2) Higher project costs due to the number of PLC meters that were deployed on the system.
Original projections were approximately for 28,000 meters. After more detailed system
analysis was performed in regard to substation configurations and operational
considerations, the number of PLC meters deployed exceeded 40,000. The PLC system
components are inherently more costly than the radio-based systems, but are the only viable
solution in these lower meter density areas, for reasons explained in the testimony. The
additional costs include the higher costs of the meters and the labor associated with the
installation. Further costs include the number of additional substations requiring the PLC
communication equipment.
3) Determination to utilze solid state meters versus retrofitting electromechanical meters with a
radio-based or PLC module. Just prior to the beginning of the project, an industry-wide
transition was being made away from electromechanical meters to solid state meters. In an
effort to guard against technological obsolescence, Avista also made the transition to solid
state meters.

══════

> _DIRECTIVES_:
1. From the records below, pull out every line that contains the string "face".
2. Carry on the passage about Avista's metering project costs, starting right after its last sentence.

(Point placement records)
══════

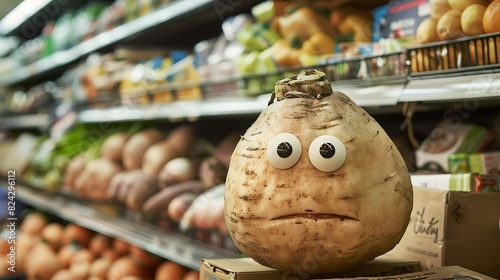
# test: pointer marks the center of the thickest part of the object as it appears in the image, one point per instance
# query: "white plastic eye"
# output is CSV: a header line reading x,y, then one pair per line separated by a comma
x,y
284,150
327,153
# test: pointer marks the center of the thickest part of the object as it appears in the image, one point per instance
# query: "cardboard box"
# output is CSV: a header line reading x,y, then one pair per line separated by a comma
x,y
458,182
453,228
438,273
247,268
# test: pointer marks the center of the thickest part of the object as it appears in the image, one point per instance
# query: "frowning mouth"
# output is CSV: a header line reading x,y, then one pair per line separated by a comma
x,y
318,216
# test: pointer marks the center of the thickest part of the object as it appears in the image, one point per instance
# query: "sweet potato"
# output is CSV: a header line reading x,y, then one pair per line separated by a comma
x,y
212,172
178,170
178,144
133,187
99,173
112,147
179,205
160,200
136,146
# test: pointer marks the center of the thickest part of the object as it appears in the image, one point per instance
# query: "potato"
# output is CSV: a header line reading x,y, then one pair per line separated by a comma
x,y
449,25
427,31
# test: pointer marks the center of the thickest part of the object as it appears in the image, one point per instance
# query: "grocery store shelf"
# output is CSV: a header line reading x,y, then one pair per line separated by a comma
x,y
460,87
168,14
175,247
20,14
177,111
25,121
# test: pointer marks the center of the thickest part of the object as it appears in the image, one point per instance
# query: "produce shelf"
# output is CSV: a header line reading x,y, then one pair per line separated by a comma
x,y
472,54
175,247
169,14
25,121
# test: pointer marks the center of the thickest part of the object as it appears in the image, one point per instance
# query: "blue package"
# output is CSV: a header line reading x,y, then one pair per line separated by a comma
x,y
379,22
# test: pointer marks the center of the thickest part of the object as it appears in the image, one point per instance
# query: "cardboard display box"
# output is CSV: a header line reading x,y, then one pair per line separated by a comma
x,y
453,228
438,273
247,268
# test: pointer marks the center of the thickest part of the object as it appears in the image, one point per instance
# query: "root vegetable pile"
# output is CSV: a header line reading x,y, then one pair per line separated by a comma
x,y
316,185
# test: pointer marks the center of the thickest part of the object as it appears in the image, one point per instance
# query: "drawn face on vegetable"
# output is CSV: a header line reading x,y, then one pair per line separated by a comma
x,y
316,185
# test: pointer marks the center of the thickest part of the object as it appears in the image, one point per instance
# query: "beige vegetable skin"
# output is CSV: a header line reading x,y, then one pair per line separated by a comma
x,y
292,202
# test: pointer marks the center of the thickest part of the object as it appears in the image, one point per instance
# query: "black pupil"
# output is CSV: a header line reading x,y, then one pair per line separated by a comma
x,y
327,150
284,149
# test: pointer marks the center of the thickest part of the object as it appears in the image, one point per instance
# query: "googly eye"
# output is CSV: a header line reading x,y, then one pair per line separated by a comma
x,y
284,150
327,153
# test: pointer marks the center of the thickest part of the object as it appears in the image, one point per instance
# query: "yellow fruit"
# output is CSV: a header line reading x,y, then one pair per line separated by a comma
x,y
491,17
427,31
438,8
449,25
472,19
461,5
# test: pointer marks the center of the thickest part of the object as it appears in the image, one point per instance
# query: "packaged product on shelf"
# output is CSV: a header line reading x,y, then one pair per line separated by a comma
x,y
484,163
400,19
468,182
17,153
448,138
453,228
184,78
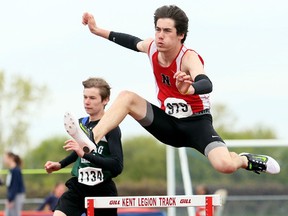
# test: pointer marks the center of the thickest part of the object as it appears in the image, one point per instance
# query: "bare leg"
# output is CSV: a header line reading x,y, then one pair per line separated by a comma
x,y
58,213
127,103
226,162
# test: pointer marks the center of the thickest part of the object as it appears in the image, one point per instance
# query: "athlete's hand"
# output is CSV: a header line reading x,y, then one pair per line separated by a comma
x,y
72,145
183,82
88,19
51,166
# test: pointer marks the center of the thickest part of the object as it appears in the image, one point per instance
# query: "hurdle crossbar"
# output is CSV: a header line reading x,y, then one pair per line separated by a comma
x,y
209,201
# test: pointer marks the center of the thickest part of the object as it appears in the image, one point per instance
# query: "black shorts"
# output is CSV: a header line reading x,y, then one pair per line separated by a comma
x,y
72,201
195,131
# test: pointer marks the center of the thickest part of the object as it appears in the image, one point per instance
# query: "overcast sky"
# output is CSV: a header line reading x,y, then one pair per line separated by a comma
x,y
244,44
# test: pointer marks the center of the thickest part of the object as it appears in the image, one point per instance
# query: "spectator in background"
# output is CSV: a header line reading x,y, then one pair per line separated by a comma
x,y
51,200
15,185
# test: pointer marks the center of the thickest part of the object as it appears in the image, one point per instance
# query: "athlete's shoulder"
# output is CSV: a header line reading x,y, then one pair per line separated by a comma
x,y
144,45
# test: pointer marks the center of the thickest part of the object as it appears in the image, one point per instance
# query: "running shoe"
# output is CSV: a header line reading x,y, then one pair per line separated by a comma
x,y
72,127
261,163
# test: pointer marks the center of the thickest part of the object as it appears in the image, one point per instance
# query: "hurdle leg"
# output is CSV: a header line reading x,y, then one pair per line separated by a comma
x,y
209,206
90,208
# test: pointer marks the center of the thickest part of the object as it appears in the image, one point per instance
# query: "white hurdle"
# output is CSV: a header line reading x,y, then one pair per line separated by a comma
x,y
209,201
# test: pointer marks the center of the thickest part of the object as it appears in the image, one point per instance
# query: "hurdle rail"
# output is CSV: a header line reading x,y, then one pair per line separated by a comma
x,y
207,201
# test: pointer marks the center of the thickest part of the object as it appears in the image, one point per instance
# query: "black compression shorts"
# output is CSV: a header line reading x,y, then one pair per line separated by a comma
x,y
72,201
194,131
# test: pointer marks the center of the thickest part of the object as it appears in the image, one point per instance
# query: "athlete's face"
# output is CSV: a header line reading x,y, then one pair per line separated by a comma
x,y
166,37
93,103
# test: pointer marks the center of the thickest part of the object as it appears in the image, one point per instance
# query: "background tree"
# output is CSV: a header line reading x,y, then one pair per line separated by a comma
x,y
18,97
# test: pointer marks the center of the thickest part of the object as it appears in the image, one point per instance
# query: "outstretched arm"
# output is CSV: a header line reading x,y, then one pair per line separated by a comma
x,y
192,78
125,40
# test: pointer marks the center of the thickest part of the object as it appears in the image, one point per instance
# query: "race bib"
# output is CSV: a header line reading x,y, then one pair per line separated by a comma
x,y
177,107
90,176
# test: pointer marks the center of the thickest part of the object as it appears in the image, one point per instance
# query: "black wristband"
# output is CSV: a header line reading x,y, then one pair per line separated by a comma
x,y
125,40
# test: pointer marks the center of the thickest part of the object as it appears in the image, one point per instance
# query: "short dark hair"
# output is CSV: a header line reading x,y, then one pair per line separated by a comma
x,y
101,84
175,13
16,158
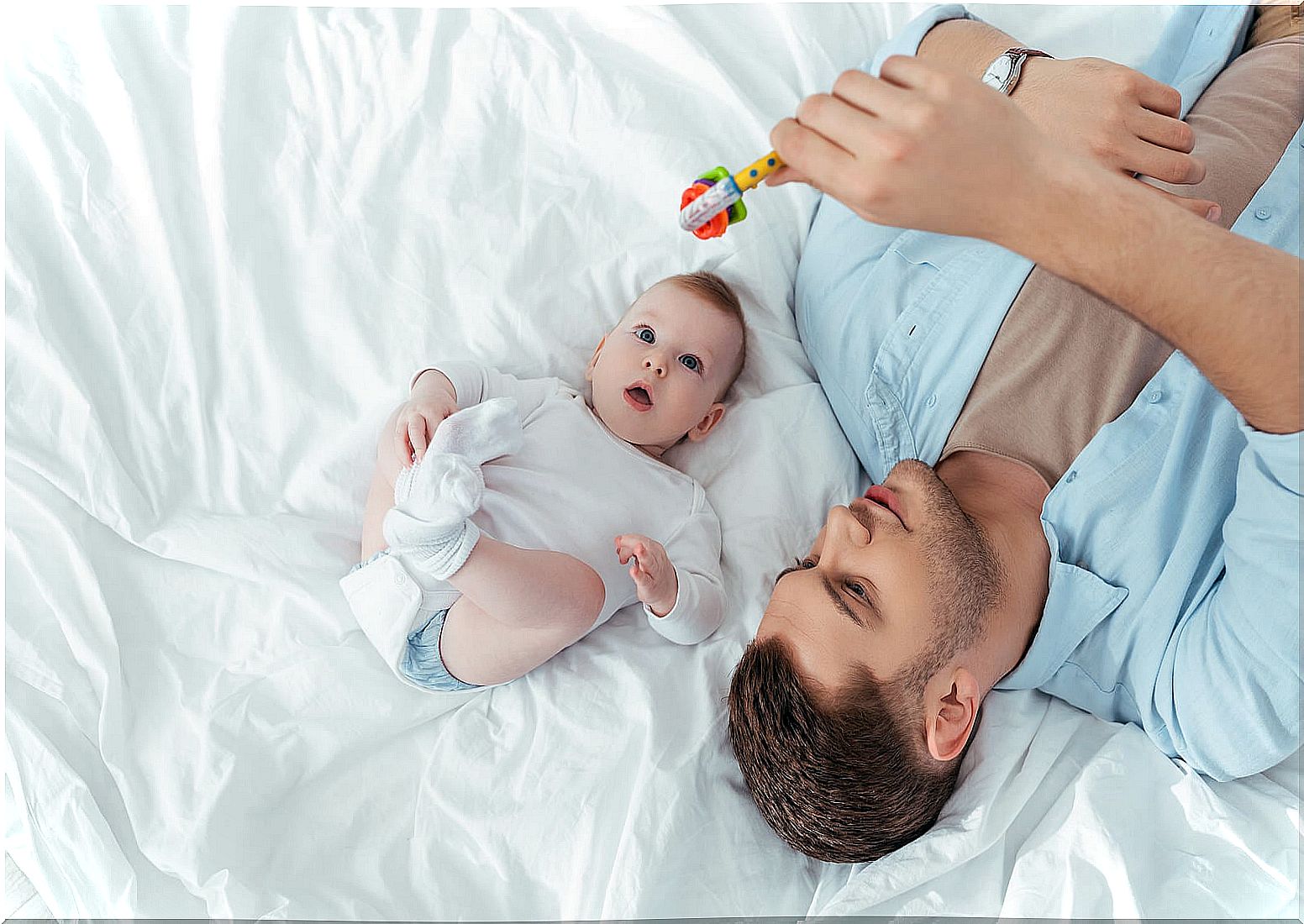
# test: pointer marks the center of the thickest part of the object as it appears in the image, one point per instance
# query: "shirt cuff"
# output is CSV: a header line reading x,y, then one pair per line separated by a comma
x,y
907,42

══════

> _PER-TASK ANSWERS_:
1.
# query: "drawn face on vegetable"
# query: "athlete's face"

2.
4) The preliminary estimate included the cost of installing the system, and did not include an
allocation of fixed company overheads.
5) The preliminary estimate included the cost of installing the system, and did not include
AFUDC.
6) The preliminary estimate was made using 2003 nominal dollars. Actual costs reflect
increases due to inflation since the 2003 preliminary estimate. The Company also noted in
its testimony from the last rate case that the estimate was "initial" or preliminary, and noted
that, "Specific system design, vendor evaluation and selection will take place in 2004."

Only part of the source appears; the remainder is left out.